• _Extrait_
Cela n'a pas loupé : au lendemain des manifestations massives de ce fameux 25 janvier, on a eu droit aux gros titres : "Le Medef fléchit face à la rue" et aux interviews du Seillière de service qui, "frappé par le caractère imposant des cortèges" s'est dit ouvert à "réouvrir les négociations". Ce à quoi le Thibault de service, au nom de la CGT, a répondu à la télévision que les syndicats ont "des pistes" à proposer pour la suite des discussions. C'est clair, on va nous concocter un nouvel accord, juste un peu moins violent que celui annoncé d'emblée par le patronat et qu'on nous fera passer pour une "victoire" de la mobilisation syndicale. Quant au gouvernement, il n'attend bien sûr que cela pour, dans la foulée du nouveau sort réservé aux ouvriers du privé, faire accepter un "alignement progressif" du secteur public sur celui-ci.

• _Consigne donnée_
Prolongez l'extrait consacré aux suites des manifestations du 25 janvier et à la réouverture des négociations entre le Medef et les syndicats, en reprenant après sa dernière phrase.

• _Entrées extraites_
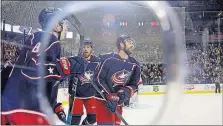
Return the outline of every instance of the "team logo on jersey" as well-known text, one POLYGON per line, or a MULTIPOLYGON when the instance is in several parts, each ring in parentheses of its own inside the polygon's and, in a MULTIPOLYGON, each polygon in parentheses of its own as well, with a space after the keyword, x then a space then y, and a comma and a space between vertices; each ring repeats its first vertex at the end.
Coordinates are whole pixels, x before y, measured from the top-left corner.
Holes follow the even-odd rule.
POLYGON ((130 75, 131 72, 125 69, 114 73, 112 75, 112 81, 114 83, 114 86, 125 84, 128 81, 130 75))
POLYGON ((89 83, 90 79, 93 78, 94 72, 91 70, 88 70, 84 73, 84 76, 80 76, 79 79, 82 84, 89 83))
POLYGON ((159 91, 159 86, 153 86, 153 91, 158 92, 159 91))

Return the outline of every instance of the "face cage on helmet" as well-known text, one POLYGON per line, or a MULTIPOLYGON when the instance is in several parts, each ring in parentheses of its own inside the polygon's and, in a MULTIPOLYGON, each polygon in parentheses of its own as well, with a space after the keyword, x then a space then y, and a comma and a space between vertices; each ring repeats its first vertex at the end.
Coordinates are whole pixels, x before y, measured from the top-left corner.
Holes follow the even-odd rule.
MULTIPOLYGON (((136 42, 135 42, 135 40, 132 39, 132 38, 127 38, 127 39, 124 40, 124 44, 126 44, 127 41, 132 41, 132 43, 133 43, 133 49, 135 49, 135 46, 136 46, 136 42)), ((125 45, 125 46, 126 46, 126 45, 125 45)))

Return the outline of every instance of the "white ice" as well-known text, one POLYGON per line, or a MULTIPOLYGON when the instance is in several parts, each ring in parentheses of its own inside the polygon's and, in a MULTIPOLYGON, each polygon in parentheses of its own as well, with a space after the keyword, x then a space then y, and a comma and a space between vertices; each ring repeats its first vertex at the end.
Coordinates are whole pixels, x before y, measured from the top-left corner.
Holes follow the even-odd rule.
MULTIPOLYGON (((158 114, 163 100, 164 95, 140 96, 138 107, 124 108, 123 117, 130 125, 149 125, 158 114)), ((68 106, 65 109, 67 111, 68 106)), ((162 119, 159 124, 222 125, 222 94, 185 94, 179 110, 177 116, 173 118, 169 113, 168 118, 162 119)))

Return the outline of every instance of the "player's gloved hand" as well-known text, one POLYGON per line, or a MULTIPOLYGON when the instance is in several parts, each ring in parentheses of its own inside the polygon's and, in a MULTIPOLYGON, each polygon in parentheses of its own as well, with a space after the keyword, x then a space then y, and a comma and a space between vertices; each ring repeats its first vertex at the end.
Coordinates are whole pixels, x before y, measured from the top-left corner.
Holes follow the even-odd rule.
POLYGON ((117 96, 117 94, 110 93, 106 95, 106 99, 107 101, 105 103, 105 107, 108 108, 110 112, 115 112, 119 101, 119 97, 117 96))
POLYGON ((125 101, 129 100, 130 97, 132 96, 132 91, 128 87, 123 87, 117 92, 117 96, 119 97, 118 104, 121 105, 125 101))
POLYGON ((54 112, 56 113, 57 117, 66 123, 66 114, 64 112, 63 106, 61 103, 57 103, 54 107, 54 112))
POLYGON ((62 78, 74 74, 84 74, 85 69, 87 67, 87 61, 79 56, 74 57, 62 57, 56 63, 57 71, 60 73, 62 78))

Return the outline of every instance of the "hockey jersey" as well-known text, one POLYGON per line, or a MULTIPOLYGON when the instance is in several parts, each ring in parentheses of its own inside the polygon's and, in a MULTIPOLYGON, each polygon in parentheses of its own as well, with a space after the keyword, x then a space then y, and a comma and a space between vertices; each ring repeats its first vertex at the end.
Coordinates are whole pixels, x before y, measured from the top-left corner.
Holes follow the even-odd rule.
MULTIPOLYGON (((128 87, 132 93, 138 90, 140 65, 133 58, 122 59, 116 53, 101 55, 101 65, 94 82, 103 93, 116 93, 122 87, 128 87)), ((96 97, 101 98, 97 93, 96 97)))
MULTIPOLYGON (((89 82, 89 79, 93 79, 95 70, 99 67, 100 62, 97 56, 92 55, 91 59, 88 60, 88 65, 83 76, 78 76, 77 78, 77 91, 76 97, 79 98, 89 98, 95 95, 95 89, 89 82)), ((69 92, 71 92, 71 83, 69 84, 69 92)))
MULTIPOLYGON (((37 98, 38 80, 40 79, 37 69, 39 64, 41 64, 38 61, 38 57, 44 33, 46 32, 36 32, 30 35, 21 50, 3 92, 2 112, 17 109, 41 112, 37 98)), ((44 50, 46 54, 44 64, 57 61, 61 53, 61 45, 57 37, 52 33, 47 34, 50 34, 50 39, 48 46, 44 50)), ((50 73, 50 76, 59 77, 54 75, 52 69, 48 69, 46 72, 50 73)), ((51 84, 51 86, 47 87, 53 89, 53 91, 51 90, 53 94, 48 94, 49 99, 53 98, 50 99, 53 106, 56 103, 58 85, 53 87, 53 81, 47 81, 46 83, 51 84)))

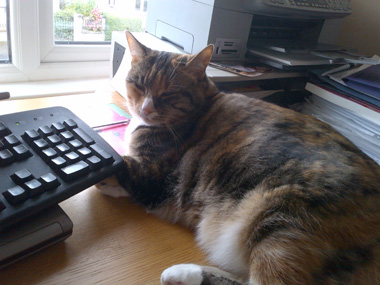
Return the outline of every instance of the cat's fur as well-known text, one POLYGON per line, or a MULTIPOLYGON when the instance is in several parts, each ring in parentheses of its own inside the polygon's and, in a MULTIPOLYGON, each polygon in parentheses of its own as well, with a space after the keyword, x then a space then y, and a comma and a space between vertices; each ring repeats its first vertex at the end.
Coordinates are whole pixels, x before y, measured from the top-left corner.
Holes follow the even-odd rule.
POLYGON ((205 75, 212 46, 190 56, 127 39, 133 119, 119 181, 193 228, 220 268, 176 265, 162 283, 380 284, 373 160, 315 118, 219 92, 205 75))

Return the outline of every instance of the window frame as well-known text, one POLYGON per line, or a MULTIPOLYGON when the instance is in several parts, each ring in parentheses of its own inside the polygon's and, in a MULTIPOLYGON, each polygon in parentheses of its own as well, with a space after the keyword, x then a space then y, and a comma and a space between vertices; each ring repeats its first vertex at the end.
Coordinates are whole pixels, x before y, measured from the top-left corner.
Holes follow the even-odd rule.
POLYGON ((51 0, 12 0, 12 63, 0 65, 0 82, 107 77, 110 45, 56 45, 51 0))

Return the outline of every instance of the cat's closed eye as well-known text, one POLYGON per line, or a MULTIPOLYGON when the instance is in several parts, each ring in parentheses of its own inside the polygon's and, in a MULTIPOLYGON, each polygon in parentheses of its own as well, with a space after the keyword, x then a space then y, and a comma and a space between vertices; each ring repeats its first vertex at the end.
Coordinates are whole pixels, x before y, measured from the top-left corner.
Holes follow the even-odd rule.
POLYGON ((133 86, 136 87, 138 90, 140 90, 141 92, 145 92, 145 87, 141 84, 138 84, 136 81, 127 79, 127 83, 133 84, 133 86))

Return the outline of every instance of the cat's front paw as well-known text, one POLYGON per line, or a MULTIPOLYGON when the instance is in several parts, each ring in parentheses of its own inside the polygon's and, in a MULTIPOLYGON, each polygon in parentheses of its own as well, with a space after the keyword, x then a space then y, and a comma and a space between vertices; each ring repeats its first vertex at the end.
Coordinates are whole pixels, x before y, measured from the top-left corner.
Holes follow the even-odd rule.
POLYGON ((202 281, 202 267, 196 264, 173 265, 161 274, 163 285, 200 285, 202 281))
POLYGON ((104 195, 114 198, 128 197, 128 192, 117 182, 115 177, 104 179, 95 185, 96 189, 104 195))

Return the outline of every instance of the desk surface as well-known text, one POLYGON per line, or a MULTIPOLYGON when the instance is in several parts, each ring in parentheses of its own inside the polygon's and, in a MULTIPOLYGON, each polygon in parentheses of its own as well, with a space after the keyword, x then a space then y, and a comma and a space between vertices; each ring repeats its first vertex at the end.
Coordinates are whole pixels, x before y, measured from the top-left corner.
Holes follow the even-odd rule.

• _Résultat ci-dessous_
Une fois de plus, lorque le gouvernement et les syndicats se présentent comme les défenseurs de la classe ouvrière, contre la "logique libérale" du patronat, ce n'est que pour mieux faire accepter aux prolétaires de nouvelles attaques, en leur faisant croire que l'initiative en serait venue du seul MEDEF. Car il est clair que l'attaque contre les retraites qui a déjà commencé à se mettre en place sous diverses formes ces dernières années, sous les divers gouvernements de droite comme de gauche, est depuis longtemps dans les cartons de la classe dominante et de l'Etat. Comme le souligne la presse bourgeoise, "l’enjeu n’est d’ailleurs pas de savoir si la retraite à 60 ans sera remise en cause, il est de choisir comment elle va disparaître". (Libération du 21 décembre 2000).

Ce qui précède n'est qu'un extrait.